Recebi do caricaturista Camilo Riani mensagem pela qual o artista posiciona claramente sua opinião sobre a história do afastamento da competente Zetti de suas atividades frente ao Salão Internacional de Humor de Piracicaba.
Eu já havia decidido dar por encerrado o assunto por aqui, já que a prefeitura da cidade preferiu ignorar todos os manifestos enviados, mas me vi obrigado a voltar ao tema após esta mensagem.
O e-mail do Riani diz o seguinte:
Caros colegas de traço:
Alguns momentos exigem uma pitada de reflexão, regada a uma boa dose de observação e muita sinceridade. Ultimamente, o nome de um dos maiores espaços do humor gráfico mundial tem surgido em inúmeras manifestações: o Salão Internacional de Piracicaba.
Divergências sobre a forma e a condução de mudanças internas no Centro Nacional de Documentação, Pesquisa e Divulgação do Humor (como a do cargo/função da Zetti para outro setor da secretaria de Ação Cultural) geraram diversas discussões. Cada parte defendendo seus motivos e visões, fato esperado em um cenário que envolva tanta história, bastidores e emoção. Entre traços e pinceladas sutis (talvez nem tanto), uma questão acabou pairando no ar: a classe dos cartunistas deveria, nesse contexto, dar as costas e esvaziar o Salão?
A resposta surge de outra interrogação: a quem se pretende atingir? Se a ideia for o próprio projeto do Salão Internacional de Humor de Piracicaba, então o caminho está definido: que se vá em frente e que rolem as pedras! Como não faz muito sentido acreditar que este seja o real objetivo de profissionais do segmento artístico e cultural, só nos resta olhar com serenidade para certas questões fundamentais.

____

### CONJUNTO DE EXERCÍCIOS
• a. No texto sobre o Salão de Humor de Piracicaba, liste tudo o que, segundo o e-mail de Riani, alguns momentos exigem.
• b. Informe quantas linhas da listagem contêm a palavra "metal", levando em conta maiúsculas e minúsculas. Dê somente o número.
O texto e a listagem não têm relação entre si.

### MATERIAL DOS EXERCÍCIOS
____

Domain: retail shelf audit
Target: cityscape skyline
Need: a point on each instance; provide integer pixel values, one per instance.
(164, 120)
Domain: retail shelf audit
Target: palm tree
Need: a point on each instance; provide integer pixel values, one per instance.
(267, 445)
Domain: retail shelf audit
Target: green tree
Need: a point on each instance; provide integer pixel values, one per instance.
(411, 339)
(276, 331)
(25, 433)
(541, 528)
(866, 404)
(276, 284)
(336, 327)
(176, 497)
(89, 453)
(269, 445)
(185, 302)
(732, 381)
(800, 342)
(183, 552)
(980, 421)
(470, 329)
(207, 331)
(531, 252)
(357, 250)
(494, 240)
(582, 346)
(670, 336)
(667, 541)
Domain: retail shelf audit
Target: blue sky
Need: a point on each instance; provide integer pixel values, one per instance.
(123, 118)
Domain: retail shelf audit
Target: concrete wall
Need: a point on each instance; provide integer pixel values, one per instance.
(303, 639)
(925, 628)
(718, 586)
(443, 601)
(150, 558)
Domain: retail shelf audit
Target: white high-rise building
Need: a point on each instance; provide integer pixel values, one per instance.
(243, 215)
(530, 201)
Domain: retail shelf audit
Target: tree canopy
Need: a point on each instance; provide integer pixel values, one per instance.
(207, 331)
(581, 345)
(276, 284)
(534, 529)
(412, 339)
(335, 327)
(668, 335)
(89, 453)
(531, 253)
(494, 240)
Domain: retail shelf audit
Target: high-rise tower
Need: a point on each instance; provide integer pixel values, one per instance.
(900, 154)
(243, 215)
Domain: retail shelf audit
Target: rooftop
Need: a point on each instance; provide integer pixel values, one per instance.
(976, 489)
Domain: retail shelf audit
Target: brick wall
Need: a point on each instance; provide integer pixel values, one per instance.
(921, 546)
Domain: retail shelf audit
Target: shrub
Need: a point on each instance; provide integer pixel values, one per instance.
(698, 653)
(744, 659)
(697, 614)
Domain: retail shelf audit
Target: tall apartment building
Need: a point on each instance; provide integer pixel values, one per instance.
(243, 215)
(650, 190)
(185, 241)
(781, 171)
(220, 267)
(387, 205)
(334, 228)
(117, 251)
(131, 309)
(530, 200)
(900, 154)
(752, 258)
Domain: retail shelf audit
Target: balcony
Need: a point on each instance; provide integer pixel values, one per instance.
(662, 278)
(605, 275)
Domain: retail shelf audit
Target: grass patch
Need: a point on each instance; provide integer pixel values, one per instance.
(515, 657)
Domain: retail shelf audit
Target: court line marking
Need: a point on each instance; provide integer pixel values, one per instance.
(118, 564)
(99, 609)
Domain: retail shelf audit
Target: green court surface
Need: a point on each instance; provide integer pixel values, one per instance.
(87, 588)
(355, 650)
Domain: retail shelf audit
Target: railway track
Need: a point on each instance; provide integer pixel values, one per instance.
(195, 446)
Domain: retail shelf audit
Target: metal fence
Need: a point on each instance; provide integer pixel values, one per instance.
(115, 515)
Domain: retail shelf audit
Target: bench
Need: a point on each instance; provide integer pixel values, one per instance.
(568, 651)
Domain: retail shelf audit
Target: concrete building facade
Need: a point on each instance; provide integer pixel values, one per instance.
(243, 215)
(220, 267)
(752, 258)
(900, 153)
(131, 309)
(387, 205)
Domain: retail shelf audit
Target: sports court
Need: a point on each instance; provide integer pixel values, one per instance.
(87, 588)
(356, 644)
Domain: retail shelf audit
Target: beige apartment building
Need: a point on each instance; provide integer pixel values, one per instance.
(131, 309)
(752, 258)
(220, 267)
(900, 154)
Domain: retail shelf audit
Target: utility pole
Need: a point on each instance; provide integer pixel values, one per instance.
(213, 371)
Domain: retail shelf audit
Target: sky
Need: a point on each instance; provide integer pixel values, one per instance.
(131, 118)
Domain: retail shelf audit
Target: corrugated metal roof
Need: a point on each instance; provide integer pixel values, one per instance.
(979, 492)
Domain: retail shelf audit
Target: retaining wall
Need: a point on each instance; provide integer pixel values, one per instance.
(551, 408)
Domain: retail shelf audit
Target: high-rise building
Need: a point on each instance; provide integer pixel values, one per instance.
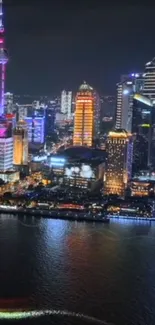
(6, 145)
(8, 103)
(149, 80)
(36, 129)
(84, 117)
(119, 148)
(66, 103)
(125, 90)
(20, 144)
(97, 114)
(3, 61)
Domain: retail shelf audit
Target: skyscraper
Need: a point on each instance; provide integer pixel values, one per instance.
(6, 145)
(97, 114)
(149, 80)
(8, 103)
(3, 61)
(125, 89)
(119, 162)
(20, 144)
(66, 103)
(84, 117)
(36, 129)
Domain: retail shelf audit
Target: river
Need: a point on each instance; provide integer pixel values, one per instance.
(104, 271)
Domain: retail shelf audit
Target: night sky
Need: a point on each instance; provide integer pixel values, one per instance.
(54, 46)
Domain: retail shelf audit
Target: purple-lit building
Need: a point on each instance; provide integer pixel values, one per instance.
(126, 88)
(36, 129)
(6, 145)
(3, 61)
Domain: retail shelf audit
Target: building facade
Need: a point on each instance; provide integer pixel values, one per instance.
(20, 144)
(66, 103)
(119, 162)
(36, 129)
(84, 117)
(124, 104)
(149, 80)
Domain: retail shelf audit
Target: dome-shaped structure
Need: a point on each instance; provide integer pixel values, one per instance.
(85, 87)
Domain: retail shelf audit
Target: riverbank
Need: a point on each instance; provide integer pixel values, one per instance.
(68, 215)
(55, 214)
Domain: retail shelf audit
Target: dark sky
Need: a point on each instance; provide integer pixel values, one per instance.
(53, 45)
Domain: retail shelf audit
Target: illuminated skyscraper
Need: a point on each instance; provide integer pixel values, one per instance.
(36, 129)
(6, 145)
(66, 103)
(8, 103)
(84, 117)
(119, 162)
(125, 90)
(20, 144)
(149, 80)
(3, 61)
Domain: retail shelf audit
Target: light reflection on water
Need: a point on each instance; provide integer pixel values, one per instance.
(100, 270)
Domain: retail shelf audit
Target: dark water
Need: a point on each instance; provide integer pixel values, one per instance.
(103, 271)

____

### RESPOSTAS POR EXERCÍCIO
• a.
- uma pitada de reflexão
- uma boa dose de observação
- muita sinceridade

• b. 2